**Tarefas**
**1.** Relacione todas as pessoas citadas pelo nome no trecho apresentado.
**2.** Conte quantas linhas dos registros contêm a palavra "dark" e informe somente o número.

**Trecho apresentado**
Existem tensões de diversas ordens e dimensões nos doze países sul-americanos e no território que ainda não conseguiu se libertar do domínio francês, embora essa situação obedeça a uma certa condição multipolar que se configura na luta pelo controle do mundo. A Colômbia segue em eterno conflito armado entre o governo de Álvaro Uribe, patrocinado pelos norte-americanos, e os grupos guerrilheiros das Farcs, chamados de Exército do Povo. A Venezuela, de Hugo Chávez, enfrenta uma reação permanentemente violenta das minorias ligadas aos EUA e que perderam os privilégios no país. O Peru, presidido pelo inca Alejandro Toledo, está com seis províncias em estado de emergência, com suspensão dos direitos constitucionais.

(Dados registrados)

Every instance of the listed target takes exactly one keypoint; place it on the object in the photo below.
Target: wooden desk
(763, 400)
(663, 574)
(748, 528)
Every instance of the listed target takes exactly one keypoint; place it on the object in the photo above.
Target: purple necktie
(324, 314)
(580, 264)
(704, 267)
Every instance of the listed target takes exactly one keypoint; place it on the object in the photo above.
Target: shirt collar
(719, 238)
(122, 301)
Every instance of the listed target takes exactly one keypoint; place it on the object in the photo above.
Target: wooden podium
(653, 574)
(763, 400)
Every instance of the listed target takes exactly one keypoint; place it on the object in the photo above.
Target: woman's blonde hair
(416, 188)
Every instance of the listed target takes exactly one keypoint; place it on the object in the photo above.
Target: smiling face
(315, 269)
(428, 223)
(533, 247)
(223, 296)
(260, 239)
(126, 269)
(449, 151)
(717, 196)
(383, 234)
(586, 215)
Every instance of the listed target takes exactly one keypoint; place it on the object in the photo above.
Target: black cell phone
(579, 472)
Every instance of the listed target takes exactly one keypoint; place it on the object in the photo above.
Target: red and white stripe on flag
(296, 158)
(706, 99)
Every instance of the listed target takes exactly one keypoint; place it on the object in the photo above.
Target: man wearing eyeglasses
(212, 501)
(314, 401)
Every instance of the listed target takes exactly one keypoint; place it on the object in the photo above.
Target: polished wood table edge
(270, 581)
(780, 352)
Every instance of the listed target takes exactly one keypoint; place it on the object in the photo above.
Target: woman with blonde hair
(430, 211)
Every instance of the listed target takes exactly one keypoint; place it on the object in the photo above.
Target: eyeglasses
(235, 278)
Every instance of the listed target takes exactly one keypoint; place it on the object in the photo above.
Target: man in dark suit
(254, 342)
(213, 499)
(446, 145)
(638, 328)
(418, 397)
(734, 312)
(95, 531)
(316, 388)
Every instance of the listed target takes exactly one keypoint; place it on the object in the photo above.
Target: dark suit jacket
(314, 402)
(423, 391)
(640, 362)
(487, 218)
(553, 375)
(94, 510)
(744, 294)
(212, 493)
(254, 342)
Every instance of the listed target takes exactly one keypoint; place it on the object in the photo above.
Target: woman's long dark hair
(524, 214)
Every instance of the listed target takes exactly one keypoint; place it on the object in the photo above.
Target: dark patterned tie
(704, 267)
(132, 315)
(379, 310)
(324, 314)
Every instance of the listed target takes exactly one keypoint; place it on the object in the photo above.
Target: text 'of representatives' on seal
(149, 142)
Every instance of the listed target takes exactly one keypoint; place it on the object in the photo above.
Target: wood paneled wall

**Resultados do exercício**
**1.** Álvaro Uribe, Hugo Chávez, Alejandro Toledo

**2.** 4